• Source passage:
# Best MTB in Portugal?



## uncangler (Apr 4, 2013)

Hi everyone. I will be vacationing in Portugal this summer for two weeks. We will be flying into Faro and staying with family there. Does anyone have recommendations on where to go to rent a MTB or information on good trails? Any advice would be very helpful. Cheers!


----------



## Surfas (Sep 13, 2005)

Here The Mountain Bike Adventure Lagos Algarve Portugal


----------



## Tkul (Mar 1, 2007)

Log on strava or check gpsies
Also check google since there are several uplift/guide rides
Enjoy the ride!


----------



## MrAitchGee (Aug 3, 2011)

I was in Carvoiero just at the end of April/begining of may, I booked a day out with the Mountain Bike Adventure guys in Lagos on tuesday the 30th April, luckily for me I was the only one out that day, just me and the two guides, Jim and Tim , they took me on their famous 10k shuttles at Monchique, the first run was actually 8k, the second 10k and the third was 14k , they offered me a forth run down but I had a bad crash on the third run and I was knackered and starting to make mistakes so I gave in, it was absolutely fantastic though, killer single track, fast rock gardens,carved hillside, crazy jack russel dogs and lots of lovely little drops and turns down the Portugese mountain side, the whole of the Algarve is laid out in front of you from the top, it would be amazing to take your own bike , especially if you ride FS .

I'm hoping to go back to the Algarve next year so i'll probably do it again


----------



## Tkul (Mar 1, 2007)

• Exercises to complete:
A: In the Portugal mountain bike thread, how long were the three shuttle runs that MrAitchGee rode at Monchique?
B: Carry on the Portugal mountain bike thread from its last line.
The rows that follow have nothing to do with this.

• Data lines:
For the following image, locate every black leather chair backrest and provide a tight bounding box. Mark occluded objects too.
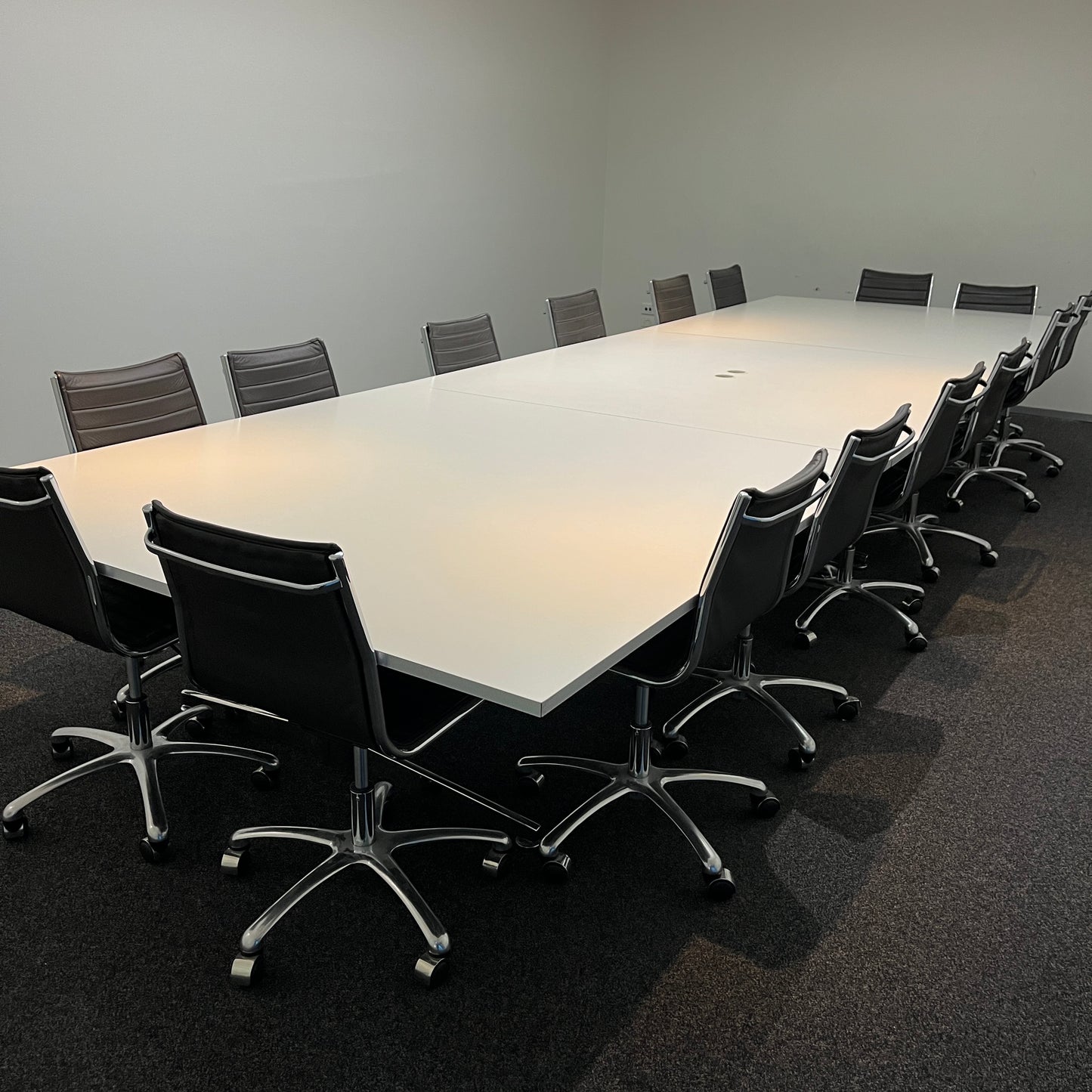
[691,449,827,667]
[1050,295,1092,376]
[709,265,747,310]
[422,314,500,376]
[1004,304,1080,407]
[546,288,607,348]
[648,273,698,322]
[954,280,1038,314]
[856,268,933,307]
[145,501,382,747]
[0,466,113,651]
[953,339,1031,457]
[54,353,206,451]
[797,402,912,584]
[224,338,338,417]
[880,360,986,503]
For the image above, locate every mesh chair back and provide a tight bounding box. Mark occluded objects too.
[0,466,113,651]
[691,449,827,667]
[546,288,607,348]
[856,268,933,307]
[955,339,1031,457]
[648,273,698,322]
[709,265,747,310]
[221,338,338,417]
[54,353,206,451]
[798,403,913,581]
[953,280,1038,314]
[422,314,500,376]
[145,501,382,747]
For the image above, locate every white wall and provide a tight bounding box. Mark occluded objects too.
[603,0,1092,413]
[0,0,606,464]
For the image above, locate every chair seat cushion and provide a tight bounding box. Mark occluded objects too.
[615,611,694,682]
[98,577,177,653]
[379,667,478,746]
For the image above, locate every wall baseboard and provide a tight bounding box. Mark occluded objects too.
[1016,407,1092,420]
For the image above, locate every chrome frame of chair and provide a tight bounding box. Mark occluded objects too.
[144,519,513,986]
[0,474,280,861]
[516,476,827,898]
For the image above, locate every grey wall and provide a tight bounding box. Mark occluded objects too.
[603,0,1092,413]
[0,0,606,463]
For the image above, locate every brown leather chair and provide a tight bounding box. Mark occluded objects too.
[221,338,339,417]
[54,353,206,451]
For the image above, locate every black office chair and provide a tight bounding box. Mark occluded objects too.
[52,353,206,451]
[663,404,914,768]
[952,280,1038,314]
[856,268,933,307]
[862,361,1004,583]
[948,339,1038,512]
[648,273,698,322]
[219,338,338,417]
[144,501,512,986]
[705,265,747,311]
[546,288,607,348]
[0,466,278,864]
[518,450,827,899]
[795,363,997,652]
[420,314,500,376]
[994,295,1092,477]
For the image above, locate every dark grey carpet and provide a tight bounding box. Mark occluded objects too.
[0,416,1092,1092]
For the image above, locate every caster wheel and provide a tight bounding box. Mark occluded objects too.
[518,770,546,796]
[49,736,76,758]
[702,868,736,902]
[654,733,690,763]
[3,812,30,842]
[788,747,815,770]
[231,952,265,989]
[219,846,250,878]
[140,835,174,865]
[834,694,861,721]
[481,845,512,880]
[186,713,212,739]
[413,952,451,989]
[543,853,572,883]
[751,793,781,819]
[250,766,280,792]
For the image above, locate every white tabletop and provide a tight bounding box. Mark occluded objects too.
[657,296,1048,362]
[29,381,815,715]
[428,329,970,449]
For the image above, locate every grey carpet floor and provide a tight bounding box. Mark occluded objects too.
[0,417,1092,1092]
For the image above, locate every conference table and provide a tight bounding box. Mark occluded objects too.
[29,297,1045,716]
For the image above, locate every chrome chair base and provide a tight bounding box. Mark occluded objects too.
[664,633,861,766]
[3,701,280,864]
[221,753,513,986]
[794,543,930,652]
[861,496,1000,583]
[518,695,781,900]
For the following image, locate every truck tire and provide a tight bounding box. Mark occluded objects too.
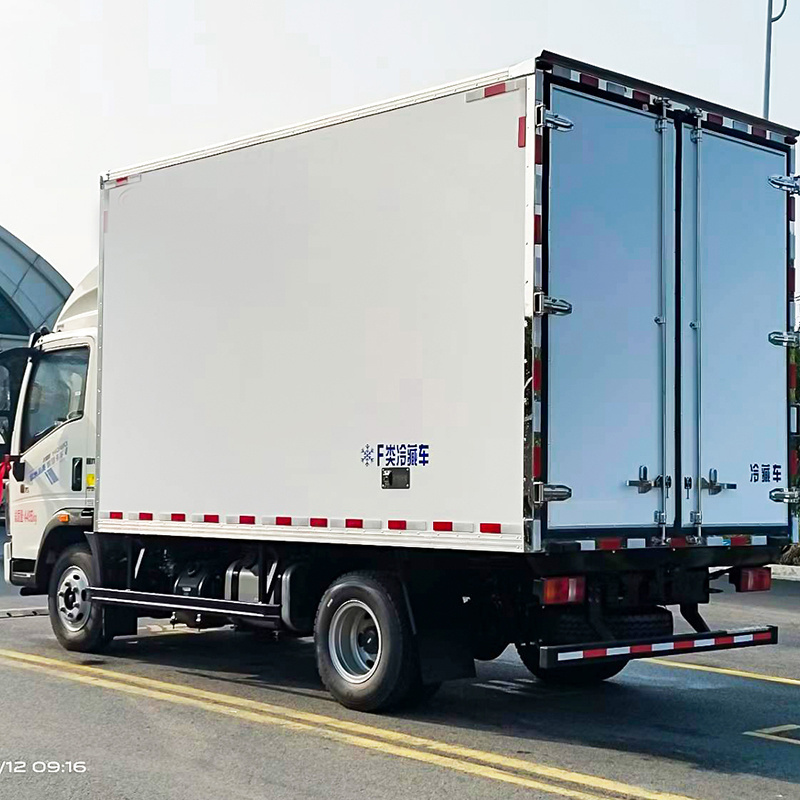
[314,572,424,711]
[47,544,113,653]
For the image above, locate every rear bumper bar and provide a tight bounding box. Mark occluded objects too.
[539,625,778,669]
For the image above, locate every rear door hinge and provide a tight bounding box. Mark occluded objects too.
[767,175,800,194]
[536,103,575,131]
[767,331,800,347]
[769,489,800,503]
[533,481,572,506]
[533,292,572,317]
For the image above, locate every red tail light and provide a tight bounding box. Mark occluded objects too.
[542,577,586,606]
[730,567,772,592]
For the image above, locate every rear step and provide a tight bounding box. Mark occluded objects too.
[539,625,778,669]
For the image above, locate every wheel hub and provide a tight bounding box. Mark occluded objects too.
[328,600,382,683]
[56,567,91,632]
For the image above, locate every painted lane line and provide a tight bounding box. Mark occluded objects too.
[642,658,800,686]
[0,649,690,800]
[0,607,48,619]
[744,724,800,745]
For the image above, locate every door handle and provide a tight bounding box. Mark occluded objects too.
[625,466,660,494]
[700,469,736,494]
[72,458,83,492]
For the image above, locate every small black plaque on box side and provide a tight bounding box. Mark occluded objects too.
[381,467,411,489]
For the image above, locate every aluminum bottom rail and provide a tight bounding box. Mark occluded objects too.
[87,587,281,619]
[539,625,778,669]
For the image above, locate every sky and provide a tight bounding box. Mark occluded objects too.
[0,0,800,285]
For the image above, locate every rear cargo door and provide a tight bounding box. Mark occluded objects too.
[543,86,675,537]
[680,125,789,535]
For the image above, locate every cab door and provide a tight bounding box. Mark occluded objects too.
[0,347,32,458]
[8,339,91,559]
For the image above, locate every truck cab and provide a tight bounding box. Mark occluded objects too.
[0,270,97,594]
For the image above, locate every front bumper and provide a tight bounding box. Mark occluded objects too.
[539,625,778,669]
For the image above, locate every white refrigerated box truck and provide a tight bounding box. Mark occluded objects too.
[4,52,798,710]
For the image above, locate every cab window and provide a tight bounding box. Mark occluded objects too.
[20,347,89,452]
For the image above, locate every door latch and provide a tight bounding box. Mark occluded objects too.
[767,175,800,194]
[700,469,736,494]
[625,465,661,494]
[769,489,800,503]
[536,103,575,131]
[767,331,800,347]
[533,292,572,317]
[533,483,572,505]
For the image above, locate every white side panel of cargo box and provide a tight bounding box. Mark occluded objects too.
[98,87,525,551]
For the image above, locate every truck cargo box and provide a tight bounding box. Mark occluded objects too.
[97,53,796,553]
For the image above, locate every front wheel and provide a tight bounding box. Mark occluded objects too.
[314,572,419,711]
[47,544,111,653]
[517,644,628,686]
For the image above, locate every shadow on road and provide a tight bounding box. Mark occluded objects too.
[78,629,800,783]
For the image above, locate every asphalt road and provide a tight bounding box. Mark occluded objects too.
[0,581,800,800]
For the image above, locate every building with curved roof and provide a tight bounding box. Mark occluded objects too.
[0,227,72,350]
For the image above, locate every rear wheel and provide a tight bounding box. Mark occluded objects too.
[314,572,418,711]
[47,544,112,653]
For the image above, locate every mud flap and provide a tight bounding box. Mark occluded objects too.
[403,583,475,683]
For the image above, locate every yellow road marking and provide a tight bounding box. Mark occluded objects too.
[642,658,800,686]
[0,649,690,800]
[744,724,800,744]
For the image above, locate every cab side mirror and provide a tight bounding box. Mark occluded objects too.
[11,459,25,483]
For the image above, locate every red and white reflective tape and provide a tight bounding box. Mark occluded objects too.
[466,78,525,103]
[558,631,772,661]
[575,534,768,551]
[99,511,523,536]
[553,65,784,141]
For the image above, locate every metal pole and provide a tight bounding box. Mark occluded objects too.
[763,0,789,119]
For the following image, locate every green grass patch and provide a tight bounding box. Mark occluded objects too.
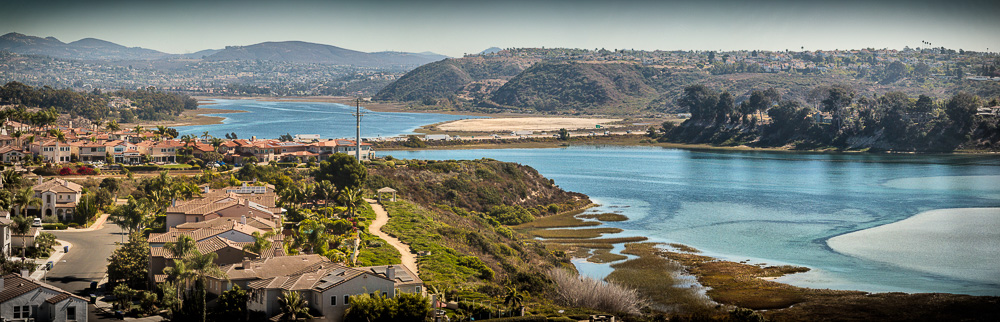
[587,249,628,264]
[529,227,622,238]
[512,210,601,230]
[577,212,628,221]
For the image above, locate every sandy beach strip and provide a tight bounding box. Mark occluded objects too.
[827,208,1000,283]
[435,117,622,132]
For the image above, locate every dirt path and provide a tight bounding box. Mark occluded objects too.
[365,199,420,276]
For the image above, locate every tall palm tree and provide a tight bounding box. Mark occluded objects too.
[278,291,313,321]
[14,187,42,217]
[11,216,33,258]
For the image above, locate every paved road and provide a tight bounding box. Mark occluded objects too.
[365,199,420,275]
[45,223,123,297]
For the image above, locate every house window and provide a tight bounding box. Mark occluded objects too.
[14,305,31,319]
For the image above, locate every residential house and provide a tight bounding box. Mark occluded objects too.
[28,177,83,220]
[30,140,74,162]
[149,217,285,283]
[10,227,42,249]
[0,146,24,163]
[208,255,424,321]
[0,271,88,322]
[166,185,284,227]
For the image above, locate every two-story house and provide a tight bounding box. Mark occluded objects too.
[28,177,83,220]
[0,270,88,322]
[31,140,74,162]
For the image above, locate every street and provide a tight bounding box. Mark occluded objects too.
[45,222,122,297]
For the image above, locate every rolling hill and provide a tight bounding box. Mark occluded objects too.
[374,57,533,101]
[0,32,171,60]
[205,41,445,67]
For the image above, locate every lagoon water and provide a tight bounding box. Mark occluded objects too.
[377,146,1000,295]
[177,99,476,139]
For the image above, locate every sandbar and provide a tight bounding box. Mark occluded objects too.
[827,208,1000,284]
[435,117,622,132]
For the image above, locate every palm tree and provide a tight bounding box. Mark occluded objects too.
[163,235,198,258]
[243,231,274,255]
[14,187,42,217]
[11,216,32,258]
[107,120,122,133]
[278,291,313,321]
[338,188,365,217]
[503,286,524,315]
[185,250,226,321]
[49,129,66,143]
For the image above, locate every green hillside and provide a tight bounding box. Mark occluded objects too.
[374,57,529,101]
[491,62,664,111]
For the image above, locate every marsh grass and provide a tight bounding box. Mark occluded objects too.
[577,212,628,221]
[549,268,647,314]
[529,227,622,238]
[607,243,714,314]
[587,249,628,264]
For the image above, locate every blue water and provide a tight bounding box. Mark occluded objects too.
[377,146,1000,295]
[177,99,477,139]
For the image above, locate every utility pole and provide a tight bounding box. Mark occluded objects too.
[354,97,364,163]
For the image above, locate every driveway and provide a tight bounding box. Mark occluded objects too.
[45,222,124,297]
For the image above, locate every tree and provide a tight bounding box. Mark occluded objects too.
[111,196,152,234]
[503,286,524,316]
[11,216,34,258]
[316,153,368,189]
[213,285,250,322]
[278,291,313,321]
[108,232,149,289]
[243,231,274,255]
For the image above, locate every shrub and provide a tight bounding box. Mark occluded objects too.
[549,268,646,314]
[42,223,67,230]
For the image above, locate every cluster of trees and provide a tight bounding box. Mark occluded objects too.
[649,85,998,151]
[0,82,198,123]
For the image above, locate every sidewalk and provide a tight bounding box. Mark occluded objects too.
[60,214,111,232]
[31,239,73,281]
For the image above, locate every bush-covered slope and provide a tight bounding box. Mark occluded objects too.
[374,57,530,101]
[491,62,662,111]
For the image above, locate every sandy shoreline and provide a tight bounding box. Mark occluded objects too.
[434,117,622,132]
[827,208,1000,283]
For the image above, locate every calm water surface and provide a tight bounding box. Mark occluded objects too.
[177,100,477,139]
[377,146,1000,295]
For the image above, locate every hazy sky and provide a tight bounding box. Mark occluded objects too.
[0,0,1000,56]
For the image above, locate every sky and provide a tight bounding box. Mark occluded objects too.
[0,0,1000,57]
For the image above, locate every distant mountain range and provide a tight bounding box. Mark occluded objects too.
[0,32,448,67]
[205,41,448,67]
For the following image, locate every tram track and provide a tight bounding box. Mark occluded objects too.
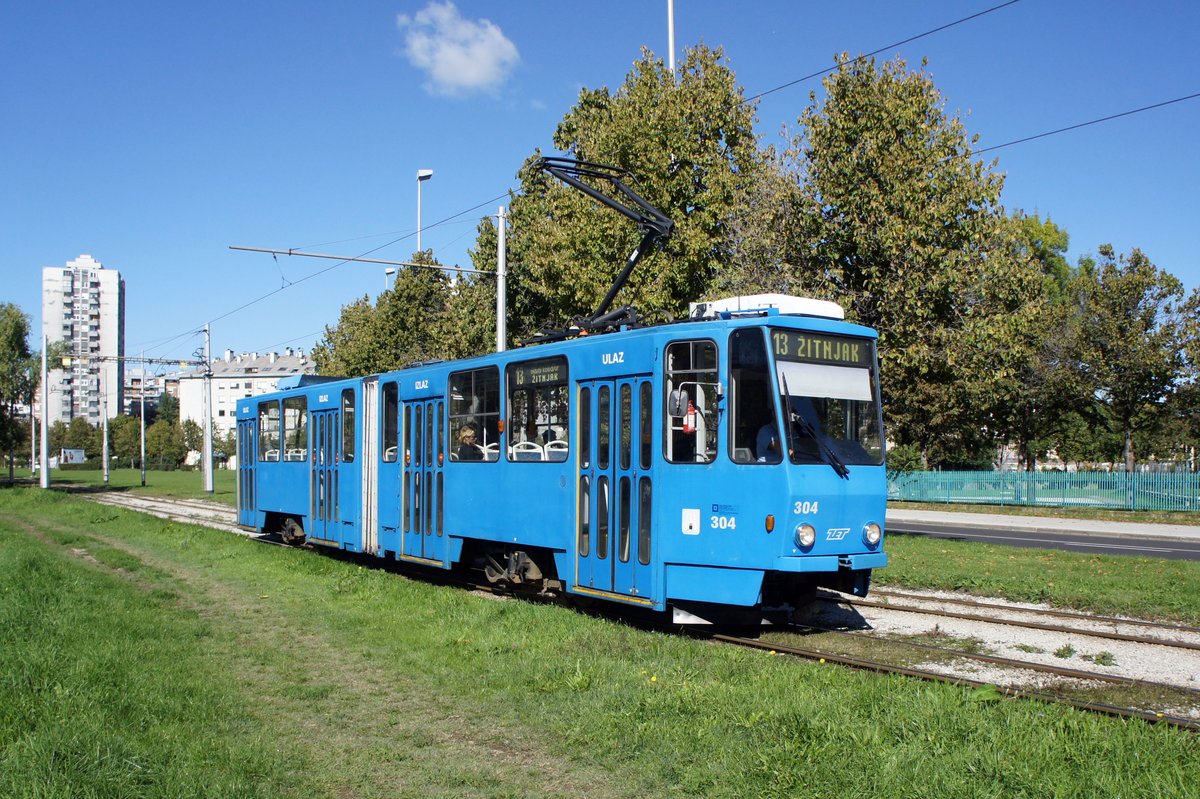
[827,591,1200,651]
[70,484,1200,731]
[691,631,1200,731]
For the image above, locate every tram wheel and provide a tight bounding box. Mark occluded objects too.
[280,517,304,546]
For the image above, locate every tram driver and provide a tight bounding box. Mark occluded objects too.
[457,422,484,461]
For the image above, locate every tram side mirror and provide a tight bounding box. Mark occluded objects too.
[667,389,688,419]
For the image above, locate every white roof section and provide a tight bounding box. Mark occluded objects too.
[688,294,846,319]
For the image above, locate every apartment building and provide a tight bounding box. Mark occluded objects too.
[179,348,317,437]
[42,254,125,425]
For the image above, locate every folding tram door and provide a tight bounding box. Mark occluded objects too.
[401,397,446,565]
[575,377,654,599]
[238,419,258,527]
[307,408,342,546]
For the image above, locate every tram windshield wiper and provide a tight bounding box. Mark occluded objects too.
[779,374,850,480]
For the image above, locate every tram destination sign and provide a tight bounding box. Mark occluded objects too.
[770,329,871,367]
[509,358,566,388]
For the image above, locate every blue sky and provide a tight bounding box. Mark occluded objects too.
[0,0,1200,358]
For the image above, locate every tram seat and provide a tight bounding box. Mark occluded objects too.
[512,441,546,461]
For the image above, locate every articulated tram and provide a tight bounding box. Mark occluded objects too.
[238,295,887,624]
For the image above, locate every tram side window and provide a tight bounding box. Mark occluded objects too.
[342,389,354,463]
[662,340,720,463]
[283,397,308,461]
[730,328,784,463]
[258,402,280,461]
[379,383,400,463]
[505,358,570,461]
[446,366,500,463]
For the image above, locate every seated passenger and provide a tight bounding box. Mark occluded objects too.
[457,422,484,461]
[754,421,784,463]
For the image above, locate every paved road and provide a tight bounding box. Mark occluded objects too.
[887,510,1200,560]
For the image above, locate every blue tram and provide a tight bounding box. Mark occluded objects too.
[238,295,887,623]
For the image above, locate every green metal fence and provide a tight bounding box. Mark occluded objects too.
[888,471,1200,511]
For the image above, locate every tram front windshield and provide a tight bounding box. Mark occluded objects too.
[770,329,883,473]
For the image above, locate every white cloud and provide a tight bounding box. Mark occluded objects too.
[396,0,521,97]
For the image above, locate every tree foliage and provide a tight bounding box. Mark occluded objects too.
[496,46,768,334]
[0,302,37,467]
[312,251,496,376]
[1082,245,1187,470]
[146,419,187,468]
[787,55,1038,461]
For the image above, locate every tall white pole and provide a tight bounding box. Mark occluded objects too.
[138,349,146,486]
[100,370,108,487]
[416,169,433,252]
[29,391,37,474]
[667,0,676,83]
[496,205,509,353]
[40,334,50,488]
[203,325,212,494]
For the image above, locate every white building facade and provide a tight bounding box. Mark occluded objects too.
[42,254,125,425]
[179,349,317,437]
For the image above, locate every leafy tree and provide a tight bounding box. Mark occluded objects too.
[212,429,238,458]
[494,46,768,337]
[108,416,142,464]
[312,296,382,376]
[313,251,450,376]
[146,419,187,468]
[180,419,204,452]
[995,212,1096,471]
[62,416,101,458]
[787,54,1038,462]
[158,394,179,425]
[1082,245,1187,471]
[0,302,37,479]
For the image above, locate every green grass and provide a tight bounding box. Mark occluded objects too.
[875,533,1200,625]
[6,469,238,507]
[0,489,1200,798]
[888,500,1200,524]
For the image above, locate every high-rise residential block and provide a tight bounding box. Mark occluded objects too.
[42,256,125,425]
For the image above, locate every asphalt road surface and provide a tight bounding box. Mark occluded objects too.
[887,521,1200,560]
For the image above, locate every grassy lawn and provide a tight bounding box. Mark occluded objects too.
[7,469,238,507]
[888,500,1200,524]
[0,475,1200,798]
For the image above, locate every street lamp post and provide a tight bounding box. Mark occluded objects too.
[416,169,433,252]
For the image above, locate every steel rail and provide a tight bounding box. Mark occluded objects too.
[777,621,1200,695]
[689,631,1200,732]
[871,588,1200,632]
[827,597,1200,650]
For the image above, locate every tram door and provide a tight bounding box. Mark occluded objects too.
[401,397,446,564]
[308,408,342,545]
[238,419,258,527]
[576,378,654,596]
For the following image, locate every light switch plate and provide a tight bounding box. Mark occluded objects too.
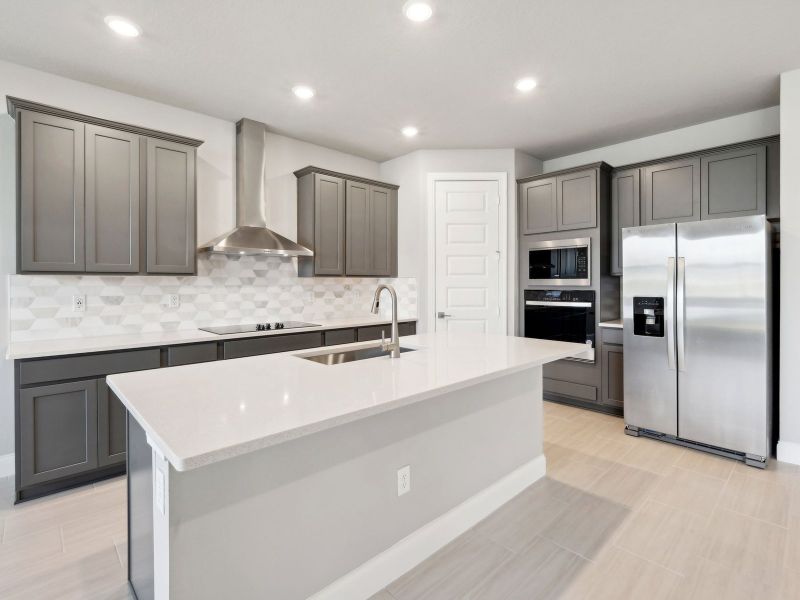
[397,465,411,496]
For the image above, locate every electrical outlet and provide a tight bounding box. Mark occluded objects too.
[397,465,411,496]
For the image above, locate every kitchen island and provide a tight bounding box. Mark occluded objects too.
[108,333,585,600]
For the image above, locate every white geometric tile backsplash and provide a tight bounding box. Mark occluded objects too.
[8,254,417,343]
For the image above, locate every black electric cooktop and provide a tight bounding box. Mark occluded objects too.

• Answers to each task:
A: The first was 8k, the second 10k and the third 14k.

B:
MrAitchGee said:


> I was in Carvoiero just at the end of April/begining of may, I booked a day out with the Mountain Bike Adventure guys in Lagos on tuesday the 30th April, luckily for me I was the only one out that day, just me and the two guides, Jim and Tim , they took me on their famous 10k shuttles at Monchique, the first run was actually 8k, the second 10k and the third was 14k , they offered me a forth run down but I had a bad crash on the third run and I was knackered and starting to make mistakes so I gave in, it was absolutely fantastic though, killer single track, fast rock gardens,carved hillside, crazy jack russel dogs and lots of lovely little drops and turns down the Portugese mountain side, the whole of the Algarve is laid out in front of you from the top, it would be amazing to take your own bike , especially if you ride FS .
> 
> I'm hoping to go back to the Algarve next year so i'll probably do it again


Next time, I suggest you try something different:

Bikepark Ponte de Lima --> You can fly through Oporto
Lousã Bike Park - this shlould start activities in the near future. I can supply some contacts if you wish transports. --> You can choose between Oporto & Lisbon.

Both these sites, are GREAT and different from each other.
If you're looking for some "normal" tourism, you can enjoy Coimbra near Lousã. Or all the other cities near Ponte Lima (OPorto, Viana do Castelo, Aveiro, Braga, Guimarães).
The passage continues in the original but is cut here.